(Stored data entries)
((

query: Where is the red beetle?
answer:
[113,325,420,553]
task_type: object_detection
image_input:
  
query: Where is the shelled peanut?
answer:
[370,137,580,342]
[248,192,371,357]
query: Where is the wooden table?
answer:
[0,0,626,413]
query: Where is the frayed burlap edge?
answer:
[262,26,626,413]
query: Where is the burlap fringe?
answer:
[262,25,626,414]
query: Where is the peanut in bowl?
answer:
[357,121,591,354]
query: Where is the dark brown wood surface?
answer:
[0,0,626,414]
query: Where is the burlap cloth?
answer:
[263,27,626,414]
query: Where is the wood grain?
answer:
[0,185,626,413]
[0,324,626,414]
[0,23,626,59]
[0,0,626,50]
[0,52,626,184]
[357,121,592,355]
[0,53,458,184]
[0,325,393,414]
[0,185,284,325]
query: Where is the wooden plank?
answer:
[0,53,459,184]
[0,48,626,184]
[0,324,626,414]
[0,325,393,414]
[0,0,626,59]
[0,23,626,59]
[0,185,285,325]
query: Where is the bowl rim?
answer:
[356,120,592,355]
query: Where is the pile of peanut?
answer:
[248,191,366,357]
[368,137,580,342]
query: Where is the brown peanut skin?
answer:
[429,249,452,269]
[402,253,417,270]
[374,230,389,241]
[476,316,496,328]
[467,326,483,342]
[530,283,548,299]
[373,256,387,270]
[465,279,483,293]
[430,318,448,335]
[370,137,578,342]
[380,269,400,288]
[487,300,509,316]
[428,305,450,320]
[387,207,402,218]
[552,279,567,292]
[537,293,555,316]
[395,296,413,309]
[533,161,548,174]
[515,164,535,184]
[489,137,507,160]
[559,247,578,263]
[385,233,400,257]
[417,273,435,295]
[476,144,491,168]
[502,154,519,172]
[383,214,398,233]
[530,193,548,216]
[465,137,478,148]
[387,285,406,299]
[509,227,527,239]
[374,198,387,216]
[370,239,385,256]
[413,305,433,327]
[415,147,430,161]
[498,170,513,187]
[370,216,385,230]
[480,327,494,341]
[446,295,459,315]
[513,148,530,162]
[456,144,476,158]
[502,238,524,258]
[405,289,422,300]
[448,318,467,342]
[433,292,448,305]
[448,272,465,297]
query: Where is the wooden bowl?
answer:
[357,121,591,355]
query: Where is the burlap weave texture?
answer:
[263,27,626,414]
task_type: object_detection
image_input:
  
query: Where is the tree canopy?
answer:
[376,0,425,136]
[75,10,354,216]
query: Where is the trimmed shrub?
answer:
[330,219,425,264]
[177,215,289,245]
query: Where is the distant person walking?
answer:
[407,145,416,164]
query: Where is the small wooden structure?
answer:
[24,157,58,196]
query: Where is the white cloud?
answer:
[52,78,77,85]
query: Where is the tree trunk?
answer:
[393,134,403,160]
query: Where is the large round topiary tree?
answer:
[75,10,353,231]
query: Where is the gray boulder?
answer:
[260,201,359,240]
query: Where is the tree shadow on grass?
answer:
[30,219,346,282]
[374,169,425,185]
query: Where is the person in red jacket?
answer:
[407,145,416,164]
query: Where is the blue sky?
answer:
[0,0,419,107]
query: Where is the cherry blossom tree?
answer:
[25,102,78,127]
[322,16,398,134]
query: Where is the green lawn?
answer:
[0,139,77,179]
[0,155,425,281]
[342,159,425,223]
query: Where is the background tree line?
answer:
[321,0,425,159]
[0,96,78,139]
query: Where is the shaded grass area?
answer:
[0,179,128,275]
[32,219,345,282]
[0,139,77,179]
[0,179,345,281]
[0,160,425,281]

))
((

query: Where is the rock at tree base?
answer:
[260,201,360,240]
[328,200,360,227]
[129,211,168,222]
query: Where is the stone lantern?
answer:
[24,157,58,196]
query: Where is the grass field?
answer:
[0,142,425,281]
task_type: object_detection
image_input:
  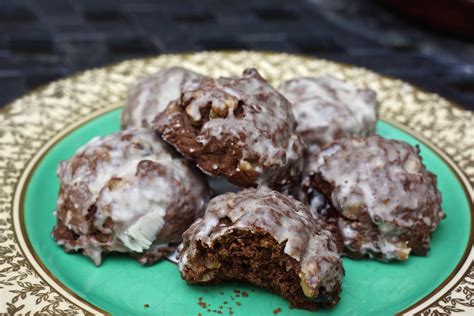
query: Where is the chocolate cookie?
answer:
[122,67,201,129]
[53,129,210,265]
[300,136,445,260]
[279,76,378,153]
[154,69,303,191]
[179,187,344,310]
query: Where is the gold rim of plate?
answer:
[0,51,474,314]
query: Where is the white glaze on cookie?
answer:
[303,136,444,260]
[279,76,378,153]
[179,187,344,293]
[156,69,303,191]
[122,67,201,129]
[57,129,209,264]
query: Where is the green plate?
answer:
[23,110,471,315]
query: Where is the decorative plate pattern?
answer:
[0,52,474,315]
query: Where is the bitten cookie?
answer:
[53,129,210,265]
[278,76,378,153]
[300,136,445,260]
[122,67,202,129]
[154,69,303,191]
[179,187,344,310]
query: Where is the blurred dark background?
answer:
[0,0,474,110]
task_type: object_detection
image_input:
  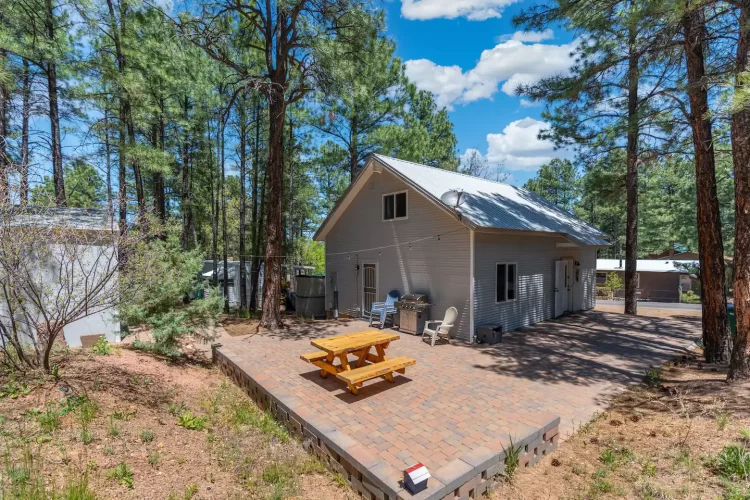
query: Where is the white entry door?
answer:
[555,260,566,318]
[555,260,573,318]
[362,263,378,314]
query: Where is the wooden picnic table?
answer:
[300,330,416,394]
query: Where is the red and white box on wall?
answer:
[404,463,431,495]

))
((

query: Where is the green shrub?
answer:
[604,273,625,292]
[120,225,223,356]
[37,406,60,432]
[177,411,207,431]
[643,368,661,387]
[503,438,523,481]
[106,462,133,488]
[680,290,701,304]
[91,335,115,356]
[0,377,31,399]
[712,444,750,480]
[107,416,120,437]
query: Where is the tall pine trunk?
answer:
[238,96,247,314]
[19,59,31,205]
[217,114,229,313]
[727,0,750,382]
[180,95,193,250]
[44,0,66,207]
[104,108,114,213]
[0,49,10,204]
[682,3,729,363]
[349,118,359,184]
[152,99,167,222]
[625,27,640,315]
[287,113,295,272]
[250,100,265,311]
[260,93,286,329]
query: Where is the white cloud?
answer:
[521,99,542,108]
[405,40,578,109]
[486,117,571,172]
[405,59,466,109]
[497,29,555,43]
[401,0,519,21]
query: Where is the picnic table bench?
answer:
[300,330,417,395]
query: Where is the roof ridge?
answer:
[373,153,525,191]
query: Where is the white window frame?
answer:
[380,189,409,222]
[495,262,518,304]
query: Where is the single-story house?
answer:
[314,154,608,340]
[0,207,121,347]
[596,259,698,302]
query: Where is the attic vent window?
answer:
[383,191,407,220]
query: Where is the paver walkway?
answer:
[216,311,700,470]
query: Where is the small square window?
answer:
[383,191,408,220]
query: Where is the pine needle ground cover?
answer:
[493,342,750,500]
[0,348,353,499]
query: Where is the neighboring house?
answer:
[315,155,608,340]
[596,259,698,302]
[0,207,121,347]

))

Short exercise
Extract verbatim the lines of the records that begin with the line containing "query: Where is the red beetle?" and end with the line containing "[368,137,580,342]", including both of those lines.

Response below
query: Where is the red beetle?
answer:
[113,325,420,553]
task_type: object_detection
image_input:
  
query: Where is the shelled peanut?
answer:
[370,137,580,342]
[248,192,371,357]
query: Where is the wooden table?
answer:
[0,0,626,413]
query: Where is the frayed burlap edge?
answer:
[262,26,626,413]
query: Where is the burlap fringe?
answer:
[262,25,626,414]
query: Where is the peanut in bowl?
answer:
[357,121,591,354]
query: Where is the dark brown wood surface?
answer:
[0,0,626,414]
query: Where is the burlap cloth?
answer:
[263,27,626,414]
query: Where is the wood grain?
answer:
[0,185,626,413]
[0,324,626,414]
[0,23,626,59]
[0,0,626,50]
[0,52,626,184]
[357,121,592,355]
[0,53,458,184]
[0,325,393,414]
[0,185,284,325]
query: Where is the wooden plank?
answer:
[0,53,459,184]
[0,48,626,184]
[0,324,626,414]
[0,325,393,414]
[0,0,626,59]
[0,23,626,59]
[0,185,285,325]
query: Where is the bowl rim?
answer:
[356,120,592,355]
query: Where is the pile of peanut?
answer:
[248,191,366,357]
[368,137,580,342]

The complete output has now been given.